• **TASK INSTRUCTIONS**
1/ List every company whose representatives were among the industrialists at the meeting described in the Red House Report article.
2/ Reproduce the passage of the Red House Report article between "The industrialists" and "not just German.", inclusive, with no changes.
3/ Answer these questions using the Red House Report article:
(a) In which hotel and city was the secret meeting held?
(b) To which US official was the report sent by air pouch?
(c) Through which country were the industrialists to send money?

Revealed:
The secret report
that shows how the Nazis planned a Fourth
Reich ...in the EU
*
By
Adam Lebor
Last updated at 10:30 PM on 09th May 2009
The paper
is aged and fragile, the typewritten letters
slowly fading. But US Military Intelligence
report EW-Pa 128 is as chilling now as the
day it was written in November 1944.
The document, also known
as the Red House Report, is a detailed
account of a secret meeting at the Maison
Rouge Hotel in Strasbourg on August 10,
1944. There, Nazi officials ordered an elite
group of German industrialists to plan for
Germany's post-war recovery, prepare for
the Nazis' return to power and work for a
'strong German empire'. In other words: the
Fourth Reich.
Plotters: SS chief Heinrich Himmler with
Max Faust, engineer with Nazi-backed
company I. G. Farben
The
three-page, closely typed report, marked
'Secret', copied to British officials and
sent by air pouch to Cordell Hull, the US
Secretary of State, detailed how the
industrialists were to work with the Nazi
Party to rebuild Germany's economy by
sending money through Switzerland.
They would set up a
network of secret front companies abroad.
They would wait until conditions were right.
And then they would take over Germany again.
The industrialists
included representatives of Volkswagen,
Krupp and Messerschmitt. Officials from the
Navy and Ministry of Armaments were also at
the meeting and, with incredible foresight,
they decided together that the Fourth German
Reich, unlike its predecessor, would be an
economic rather than a military empire - but
not just German.
The Red House Report,
which was unearthed from US intelligence
files, was the inspiration for my thriller
The Budapest Protocol.
The book opens in 1944 as
the Red Army advances on the besieged city,
then jumps to the present day, during the
election campaign for the first president of
Europe. The European Union superstate is
revealed as a front for a sinister
conspiracy, one rooted in the last days of
the Second World War.

• **INFORMATION SUPPLIED**
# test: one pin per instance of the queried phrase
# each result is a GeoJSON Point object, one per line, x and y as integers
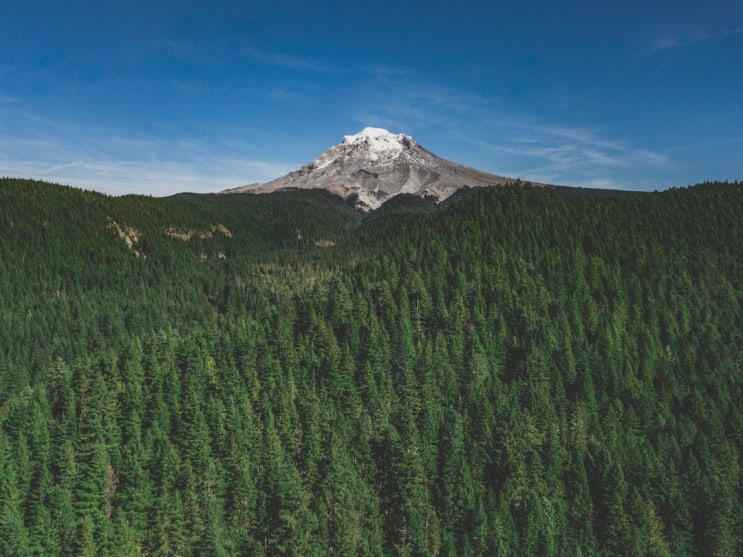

• **ANSWERS TO EACH TASK**
1/ Volkswagen, Krupp, Messerschmitt

2/
The industrialists
included representatives of Volkswagen,
Krupp and Messerschmitt. Officials from the
Navy and Ministry of Armaments were also at
the meeting and, with incredible foresight,
they decided together that the Fourth German
Reich, unlike its predecessor, would be an
economic rather than a military empire - but
not just German.

3/
(a) The Maison Rouge Hotel in Strasbourg
(b) Cordell Hull, the US Secretary of State
(c) Switzerland